* **Supplied text**:
****
Pharmacy students demand changes to registration assessment

Preregistration trainees expressed concerns that questions in the General Pharmaceutical Council’s June 2015 registration assessment were too difficult or did not reflect current practice.

Preregistration trainees expressed concerns that questions in the General Pharmaceutical Council’s June 2015 registration assessment were too difficult or did not reflect current practice

Source: Paolo Bona / Shutterstock.com

Some questions in the June 2015 registration assessment for preregistration pharmacists demanded an inappropriately high level of specialist clinical knowledge, candidates have claimed

The British Pharmaceutical Students’ Association (BPSA) has called for changes to be made in how future pharmacists are assessed, after hundreds of trainees complained about the General Pharmaceutical Council’s (GPhC) June 2015 registration assessment.

Collated from 479 emails from candidates and a small number of preregistration tutors, the BPSA has submitted a list of concerns to the GPhC in a report[1] presented on 13 July 2015.

According to candidates and tutors, questions in the June 2015 assessment papers did not reflect current practice and some questions demanded an inappropriately high level of specialist clinical knowledge, the BPSA says. The time pressures associated with the open book examination raised concerns among trainees, who also claim that the registration assessment syllabus was vague or misleading. There was also a lack of suitable practice questions for preregistration trainees before the assessment, they say.

Daniel Greenwood, the BPSA’s graduate officer — who also sat the assessment — produced the report. “Given the number of complaints received by the BPSA, a significant number of those who completed the assessment feel its content was not reflective of day-to-day practice, particularly with respect to clinical aspects,” he says. “This suggests that the assessment may be pushing ahead of current training provision.”

More should be done to address the disparity between training providers, argues the BPSA, which supports increased regulation of providers.

Following candidates’ feedback, the BPSA has made 18 recommendations to the GPhC, covering: the types of questions asked; the amount of time allowed for answering questions; the suitability of test centres; the use of double negatives within questions; and the use of brand names rather than non-proprietary drug names. The BPSA also wants the GPhC to ensure that questions reflect current practice and to provide more practice questions.

The GPhC says patient safety is its number one priority. “The registration assessment is an important way of ensuring that only pharmacy professionals who are suitable to qualify can join the register,” it says. “Each assessment is therefore carefully set so that only the candidates who demonstrate the required knowledge and understanding can pass and be eligible for registration.”

The council also points out that the board of assessors for the registration examination — comprising nine pharmacists and two lay members — operates independently from the GPhC. The board evaluates the sitting after each assessment, with trainees’ opinions considered as part of this evaluation, but these views have to be balanced against the maintenance of standards, says the GPhC.

From an employer’s perspective, Aamer Safdar, principal pharmacist lead for education and development at Guy’s and St Thomas’ NHS Foundation Trust, says he has confidence in the registration assessment. “Where questions are answered poorly by candidates, the GPhC reviews these to ensure fairness to the trainees,” he says. “The spread of the syllabus means that some questions will be more challenging for some students, depending on the sector in which they did their training.”

Mark Donaghy, professional development manager for Kamsons Pharmacy, a chain of around 50 pharmacies, says the company’s preregistration trainees were distraught after the June 2015 assessment.
****
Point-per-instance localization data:

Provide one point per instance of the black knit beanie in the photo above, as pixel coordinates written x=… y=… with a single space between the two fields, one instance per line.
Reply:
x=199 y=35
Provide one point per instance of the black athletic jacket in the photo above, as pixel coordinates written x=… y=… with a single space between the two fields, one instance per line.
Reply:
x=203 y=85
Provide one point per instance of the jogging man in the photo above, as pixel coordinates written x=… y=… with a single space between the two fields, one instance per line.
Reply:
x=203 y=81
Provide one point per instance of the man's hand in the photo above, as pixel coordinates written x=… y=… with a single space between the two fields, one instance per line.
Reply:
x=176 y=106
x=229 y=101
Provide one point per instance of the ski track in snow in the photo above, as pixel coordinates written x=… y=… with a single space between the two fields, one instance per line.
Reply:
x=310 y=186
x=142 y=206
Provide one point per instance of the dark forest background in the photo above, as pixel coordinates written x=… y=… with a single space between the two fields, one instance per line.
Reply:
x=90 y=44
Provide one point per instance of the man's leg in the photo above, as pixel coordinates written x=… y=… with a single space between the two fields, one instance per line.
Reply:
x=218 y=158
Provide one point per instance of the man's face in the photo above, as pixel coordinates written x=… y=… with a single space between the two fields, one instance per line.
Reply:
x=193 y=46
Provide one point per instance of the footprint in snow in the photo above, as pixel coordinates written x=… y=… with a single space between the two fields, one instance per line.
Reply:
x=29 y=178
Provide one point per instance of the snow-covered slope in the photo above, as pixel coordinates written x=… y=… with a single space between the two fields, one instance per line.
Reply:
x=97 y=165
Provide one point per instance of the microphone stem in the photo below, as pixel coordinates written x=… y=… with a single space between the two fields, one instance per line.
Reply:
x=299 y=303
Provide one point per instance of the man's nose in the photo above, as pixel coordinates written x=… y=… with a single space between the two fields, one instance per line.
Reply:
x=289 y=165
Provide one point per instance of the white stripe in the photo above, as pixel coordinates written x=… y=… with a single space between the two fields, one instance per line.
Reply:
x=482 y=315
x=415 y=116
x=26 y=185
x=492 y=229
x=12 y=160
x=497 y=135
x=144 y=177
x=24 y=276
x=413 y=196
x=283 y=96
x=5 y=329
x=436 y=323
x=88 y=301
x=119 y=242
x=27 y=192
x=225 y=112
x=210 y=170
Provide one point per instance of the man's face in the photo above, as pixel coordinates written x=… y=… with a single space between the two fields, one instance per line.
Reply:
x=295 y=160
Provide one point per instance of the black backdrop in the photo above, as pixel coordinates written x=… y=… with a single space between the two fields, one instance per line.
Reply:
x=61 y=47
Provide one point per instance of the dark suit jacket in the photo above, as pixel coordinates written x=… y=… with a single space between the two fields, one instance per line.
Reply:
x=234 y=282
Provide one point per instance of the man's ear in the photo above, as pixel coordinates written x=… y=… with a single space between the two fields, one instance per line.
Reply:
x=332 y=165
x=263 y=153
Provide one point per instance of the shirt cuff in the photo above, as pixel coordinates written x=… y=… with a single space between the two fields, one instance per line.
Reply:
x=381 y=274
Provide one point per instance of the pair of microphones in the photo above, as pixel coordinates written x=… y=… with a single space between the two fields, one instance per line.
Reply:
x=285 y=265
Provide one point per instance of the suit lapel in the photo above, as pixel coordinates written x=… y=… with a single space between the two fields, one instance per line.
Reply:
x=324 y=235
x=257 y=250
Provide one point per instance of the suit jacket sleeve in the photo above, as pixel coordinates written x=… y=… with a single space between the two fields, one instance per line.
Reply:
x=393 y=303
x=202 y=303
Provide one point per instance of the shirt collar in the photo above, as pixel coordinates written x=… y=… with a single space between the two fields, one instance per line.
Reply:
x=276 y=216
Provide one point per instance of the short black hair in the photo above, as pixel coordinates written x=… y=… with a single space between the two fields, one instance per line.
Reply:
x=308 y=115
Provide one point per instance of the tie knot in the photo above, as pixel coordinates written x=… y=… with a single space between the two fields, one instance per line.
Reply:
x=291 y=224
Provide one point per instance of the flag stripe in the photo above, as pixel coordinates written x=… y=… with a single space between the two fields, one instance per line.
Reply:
****
* **Description of the task**: Update the registration assessment article, starting at the words "Following candidates’ feedback, the" and stopping after "more practice questions.", with "exam venues" in place of "test centres".

* **Exercise output**:
Following candidates’ feedback, the BPSA has made 18 recommendations to the GPhC, covering: the types of questions asked; the amount of time allowed for answering questions; the suitability of exam venues; the use of double negatives within questions; and the use of brand names rather than non-proprietary drug names. The BPSA also wants the GPhC to ensure that questions reflect current practice and to provide more practice questions.